#### [Task objective]
Quote the data exactly, first line to the line containing "the wooden deck", with no pictures.

===== Information given =====

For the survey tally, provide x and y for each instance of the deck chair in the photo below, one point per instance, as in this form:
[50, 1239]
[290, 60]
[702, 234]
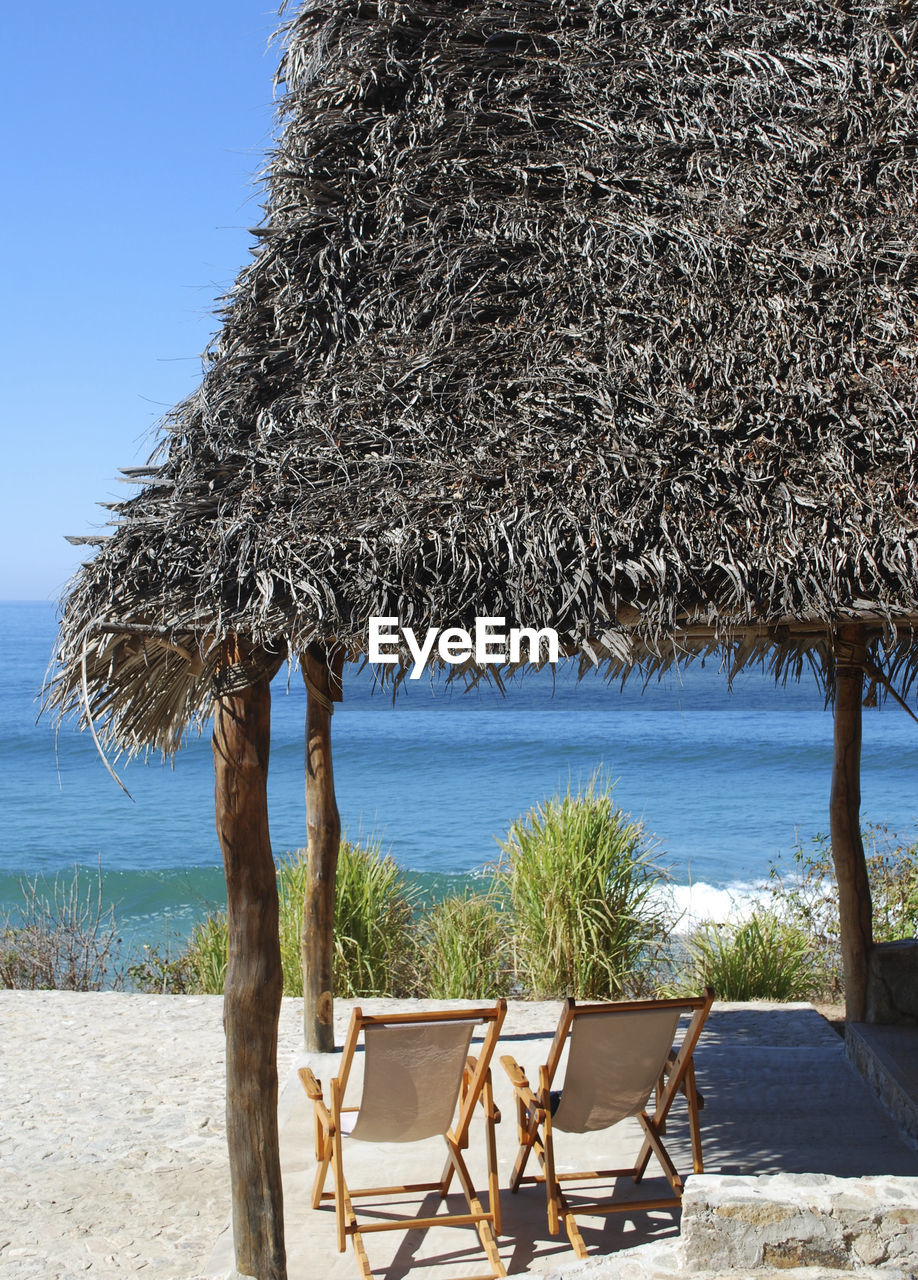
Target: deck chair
[619, 1055]
[416, 1070]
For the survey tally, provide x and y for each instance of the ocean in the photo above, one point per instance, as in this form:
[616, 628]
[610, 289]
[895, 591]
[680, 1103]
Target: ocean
[724, 780]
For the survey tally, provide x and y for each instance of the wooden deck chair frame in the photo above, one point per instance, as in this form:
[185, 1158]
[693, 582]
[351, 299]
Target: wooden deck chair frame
[534, 1118]
[475, 1088]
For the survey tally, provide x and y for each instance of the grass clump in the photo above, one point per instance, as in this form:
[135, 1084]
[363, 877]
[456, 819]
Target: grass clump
[762, 958]
[62, 937]
[373, 937]
[804, 895]
[374, 941]
[464, 949]
[580, 881]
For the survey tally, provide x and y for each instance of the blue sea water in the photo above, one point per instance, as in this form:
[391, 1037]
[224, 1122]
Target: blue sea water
[725, 780]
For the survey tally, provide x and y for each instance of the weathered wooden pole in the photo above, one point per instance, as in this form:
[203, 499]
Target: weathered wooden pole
[251, 1005]
[855, 912]
[322, 673]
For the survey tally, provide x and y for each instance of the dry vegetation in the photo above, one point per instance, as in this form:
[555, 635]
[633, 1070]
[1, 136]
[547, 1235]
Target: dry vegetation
[580, 312]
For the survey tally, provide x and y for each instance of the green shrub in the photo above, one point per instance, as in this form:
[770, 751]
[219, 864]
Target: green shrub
[763, 958]
[580, 880]
[373, 940]
[205, 959]
[805, 896]
[464, 950]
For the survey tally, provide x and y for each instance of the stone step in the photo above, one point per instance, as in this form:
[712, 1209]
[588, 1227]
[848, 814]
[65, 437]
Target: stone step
[780, 1221]
[887, 1059]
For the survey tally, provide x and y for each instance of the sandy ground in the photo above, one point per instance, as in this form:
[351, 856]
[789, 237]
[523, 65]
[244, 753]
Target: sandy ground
[113, 1153]
[113, 1156]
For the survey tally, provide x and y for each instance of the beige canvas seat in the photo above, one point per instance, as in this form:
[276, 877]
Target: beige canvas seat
[619, 1055]
[419, 1082]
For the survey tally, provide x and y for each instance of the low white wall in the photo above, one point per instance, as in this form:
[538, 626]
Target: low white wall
[797, 1220]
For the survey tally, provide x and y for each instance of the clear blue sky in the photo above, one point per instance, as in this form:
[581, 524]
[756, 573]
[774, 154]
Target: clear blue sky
[132, 137]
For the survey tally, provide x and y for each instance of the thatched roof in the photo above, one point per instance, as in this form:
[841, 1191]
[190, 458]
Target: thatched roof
[581, 312]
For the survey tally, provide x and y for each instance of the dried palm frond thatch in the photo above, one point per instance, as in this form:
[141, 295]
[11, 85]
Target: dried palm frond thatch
[585, 314]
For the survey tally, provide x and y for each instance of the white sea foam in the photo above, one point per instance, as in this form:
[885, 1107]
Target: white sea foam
[700, 903]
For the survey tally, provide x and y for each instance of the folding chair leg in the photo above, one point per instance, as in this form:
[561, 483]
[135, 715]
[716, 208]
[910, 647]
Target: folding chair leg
[574, 1232]
[653, 1142]
[483, 1226]
[528, 1142]
[493, 1180]
[341, 1205]
[552, 1189]
[694, 1127]
[355, 1233]
[322, 1174]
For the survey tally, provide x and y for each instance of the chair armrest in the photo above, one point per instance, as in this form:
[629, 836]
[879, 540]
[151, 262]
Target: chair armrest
[520, 1083]
[314, 1093]
[667, 1070]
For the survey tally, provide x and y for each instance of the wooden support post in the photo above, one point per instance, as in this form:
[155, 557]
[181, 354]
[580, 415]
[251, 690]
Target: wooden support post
[323, 826]
[855, 912]
[254, 987]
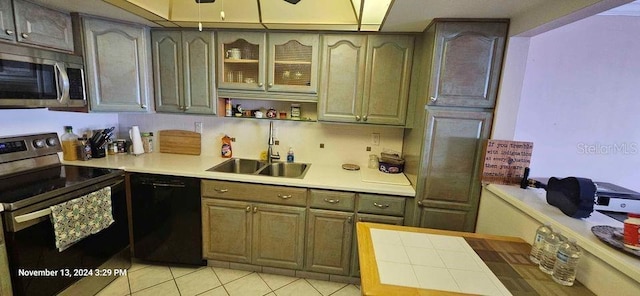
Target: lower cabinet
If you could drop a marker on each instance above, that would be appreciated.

=====

#### [Result of this exercise]
For the survey tally, provide x and y for each instance of the deck chair in the photo below, one point per instance, as in this form:
[50, 1239]
[290, 60]
[702, 234]
Target: deck chair
[619, 1055]
[416, 1070]
For the survey tally, provide x and y for each instance of the ocean in the photo above, one point per instance, as in this form:
[616, 628]
[610, 289]
[895, 591]
[680, 1103]
Target: ocean
[724, 780]
For the survey tally, provide x and y for each instance of the wooden deck chair frame in the photo above, one point per instance, as in this form:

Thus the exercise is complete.